* [REQUIRED ACTION]:
Nothing but an exact reproduction of the records, pictures excluded, should be returned.

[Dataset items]
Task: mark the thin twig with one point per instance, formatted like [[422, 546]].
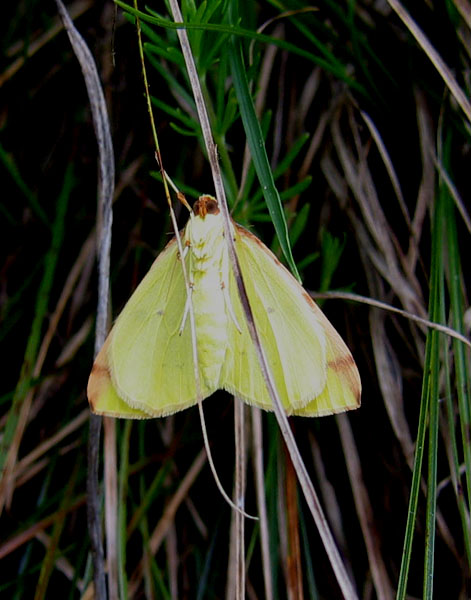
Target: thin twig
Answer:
[[403, 313], [105, 216]]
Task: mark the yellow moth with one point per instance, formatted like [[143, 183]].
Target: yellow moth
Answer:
[[145, 368]]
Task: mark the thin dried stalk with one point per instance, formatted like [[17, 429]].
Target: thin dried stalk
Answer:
[[105, 217]]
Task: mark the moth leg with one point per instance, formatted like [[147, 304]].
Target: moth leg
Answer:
[[228, 303]]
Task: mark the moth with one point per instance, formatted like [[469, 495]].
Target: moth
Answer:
[[146, 369]]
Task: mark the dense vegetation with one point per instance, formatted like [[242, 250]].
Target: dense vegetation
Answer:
[[366, 120]]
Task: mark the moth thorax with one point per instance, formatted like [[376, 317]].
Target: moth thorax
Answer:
[[205, 205]]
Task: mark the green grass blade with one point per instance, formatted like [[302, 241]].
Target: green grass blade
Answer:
[[258, 152]]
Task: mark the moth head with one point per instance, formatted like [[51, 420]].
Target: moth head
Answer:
[[205, 205]]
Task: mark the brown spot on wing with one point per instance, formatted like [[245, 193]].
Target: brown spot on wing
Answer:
[[341, 363], [100, 376]]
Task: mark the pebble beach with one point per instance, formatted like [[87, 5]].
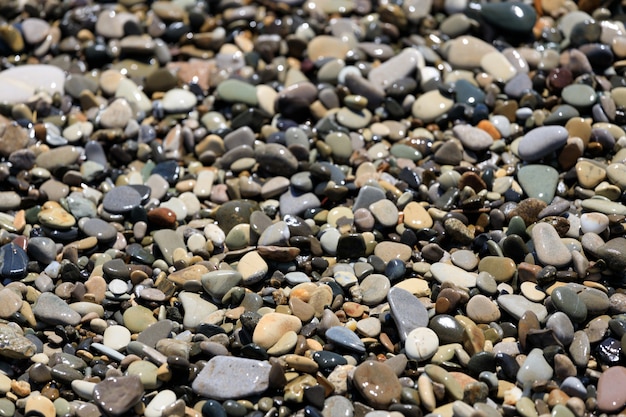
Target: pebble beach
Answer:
[[312, 208]]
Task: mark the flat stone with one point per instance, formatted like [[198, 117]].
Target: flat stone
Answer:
[[116, 337], [431, 105], [21, 82], [534, 368], [516, 305], [117, 395], [178, 100], [121, 199], [549, 247], [377, 383], [54, 310], [10, 303], [443, 272], [538, 181], [345, 338], [482, 310], [566, 300], [14, 345], [541, 141], [421, 344], [13, 262], [229, 377], [614, 253], [472, 138], [611, 396], [138, 318], [272, 327], [408, 312]]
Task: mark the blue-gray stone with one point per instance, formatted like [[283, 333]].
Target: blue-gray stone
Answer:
[[346, 338], [408, 312], [121, 199], [13, 262]]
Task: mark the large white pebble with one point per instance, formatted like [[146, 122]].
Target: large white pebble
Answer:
[[116, 337], [421, 343], [593, 222]]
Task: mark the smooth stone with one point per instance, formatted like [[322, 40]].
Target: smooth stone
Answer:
[[431, 105], [374, 289], [13, 262], [561, 326], [272, 326], [10, 303], [613, 253], [472, 138], [566, 300], [103, 231], [580, 96], [345, 338], [367, 195], [541, 141], [385, 212], [497, 65], [610, 395], [534, 368], [603, 206], [393, 250], [116, 115], [178, 100], [54, 310], [549, 247], [443, 272], [159, 403], [466, 52], [138, 318], [15, 345], [512, 16], [482, 310], [324, 46], [276, 234], [168, 241], [377, 383], [21, 82], [146, 371], [401, 65], [229, 377], [117, 395], [116, 337], [236, 91], [580, 349], [121, 199], [218, 283], [440, 375], [421, 344], [293, 203], [500, 268], [408, 312], [516, 305], [252, 268], [539, 181], [196, 308], [62, 156]]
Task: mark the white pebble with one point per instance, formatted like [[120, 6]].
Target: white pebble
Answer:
[[593, 222], [421, 343]]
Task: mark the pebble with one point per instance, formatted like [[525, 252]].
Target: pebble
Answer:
[[224, 378], [541, 141], [377, 383], [408, 312], [335, 208], [117, 395]]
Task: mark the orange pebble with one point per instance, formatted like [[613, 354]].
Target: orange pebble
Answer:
[[488, 127]]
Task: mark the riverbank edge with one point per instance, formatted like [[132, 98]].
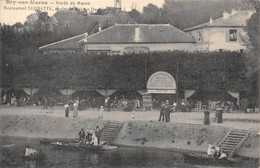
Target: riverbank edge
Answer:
[[141, 127]]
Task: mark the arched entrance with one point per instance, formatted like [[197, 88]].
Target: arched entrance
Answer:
[[161, 86]]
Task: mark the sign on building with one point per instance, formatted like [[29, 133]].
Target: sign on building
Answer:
[[147, 101], [161, 83]]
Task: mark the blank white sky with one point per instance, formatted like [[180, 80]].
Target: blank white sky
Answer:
[[10, 17]]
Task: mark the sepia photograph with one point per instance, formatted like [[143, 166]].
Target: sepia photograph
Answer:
[[129, 83]]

* [ANSWER BELOW]:
Task: mark the thin twig with one point per instance, formatted like [[422, 546]].
Target: thin twig
Answer:
[[403, 313], [105, 216]]
Task: mark the yellow moth with one point per instance, formatted like [[143, 183]].
Target: yellow moth
Answer:
[[145, 368]]
Task: mark the thin dried stalk with one point per instance, formatted like [[17, 429]].
Target: thin dried stalk
Answer:
[[105, 217]]
Task: mark the moth leg with one point per instance, formatted like [[147, 304]].
Target: moth leg
Answer:
[[228, 303]]
Task: mark the moth with one point per instance, formatted like [[469, 495]].
Target: moth
Answer:
[[146, 369]]
Task: mark the dense vegetation with one point per instance, formatted like [[242, 250]].
Target: dense vegetation
Answer:
[[366, 120]]
Task: mark the moth thorax with one point per instance, formatted like [[376, 317]].
Target: moth thorax
Answer:
[[205, 205]]
Task: mark the green grass blade with one point per instance, formatted like [[302, 241]].
Target: green grass blade
Answer:
[[258, 152]]
Task: mark the moth head with one point per instance, formatted like [[51, 420]].
Target: moth head
Answer:
[[205, 205]]
Task: mark the brown spot on wing with one point per instance, formatted like [[245, 193]].
Target: brown spot on wing
Answer:
[[341, 363], [100, 376]]
Task: mark the pebble beach with one point per instance, formatted like [[87, 5]].
Target: pebble beach
Answer:
[[312, 208]]
Task: mark the flat stone with one point per instance, formatted like [[198, 117]].
Target: flat stone
Answer:
[[116, 337], [431, 105], [21, 82], [534, 368], [516, 305], [117, 395], [178, 100], [121, 199], [549, 247], [377, 383], [54, 310], [10, 303], [443, 272], [538, 181], [345, 338], [482, 310], [566, 300], [14, 345], [541, 141], [421, 344], [13, 262], [229, 377], [614, 253], [472, 138], [611, 396], [138, 318], [272, 327], [408, 312]]
Task: mark the blue-gray stone with one point per instance, formatted like [[283, 333]].
Target: blue-gray stone
Answer:
[[346, 338], [408, 312], [121, 199], [13, 262]]
Task: mark the large white pebble with one point per instance, formatted like [[146, 122]].
Target: large white pebble
Answer:
[[116, 337], [421, 343], [593, 222]]
Task: mark the smooth stone with one point per instance, formatted like [[322, 40]].
Target: smooth stone
Answer:
[[431, 105], [374, 289], [13, 262], [561, 326], [272, 326], [10, 303], [613, 253], [472, 138], [566, 300], [103, 231], [580, 96], [345, 338], [367, 195], [541, 141], [385, 212], [497, 65], [610, 395], [534, 368], [603, 206], [393, 250], [116, 115], [178, 100], [54, 310], [549, 247], [443, 272], [159, 403], [466, 52], [138, 318], [15, 345], [512, 16], [482, 310], [324, 46], [276, 234], [168, 241], [377, 383], [21, 82], [146, 371], [401, 65], [229, 377], [117, 395], [116, 337], [236, 91], [580, 349], [121, 199], [218, 283], [440, 375], [421, 344], [293, 203], [500, 268], [408, 312], [516, 305], [252, 268], [539, 181], [196, 308], [62, 156]]
Task: mark the white pebble with one point per instance, formatted like [[120, 6]].
Target: white pebble
Answer:
[[593, 222], [421, 343]]
Task: mark the pebble with one point per instance, formatted like [[525, 252]].
Target: pebble
Answer:
[[224, 378], [541, 141], [377, 383], [408, 312], [335, 208], [117, 395]]
Task: mark the orange pebble with one point per instance, formatted like [[613, 354]].
Target: orange pebble
Answer:
[[488, 127]]
Task: mark the riverbank edge with one point per instance, formatted like [[132, 98]].
Target: riverbank edge
Answer:
[[141, 127]]
Task: mark the arched entrance with one point per instance, formatted like [[197, 88]].
Target: arched entrance
Answer:
[[161, 86]]
Task: mark the sign on building with one point per instance, formatted like [[29, 133]].
Target: sign on building
Answer:
[[147, 101], [161, 83]]
Task: mark the blank white sky with one point per instance, formatted like [[180, 80]].
Target: blank white sky
Answer:
[[10, 17]]
Task: mark the sepia photograph with one point per instance, formatted like [[143, 166]].
Target: sepia photograph
Answer:
[[129, 83]]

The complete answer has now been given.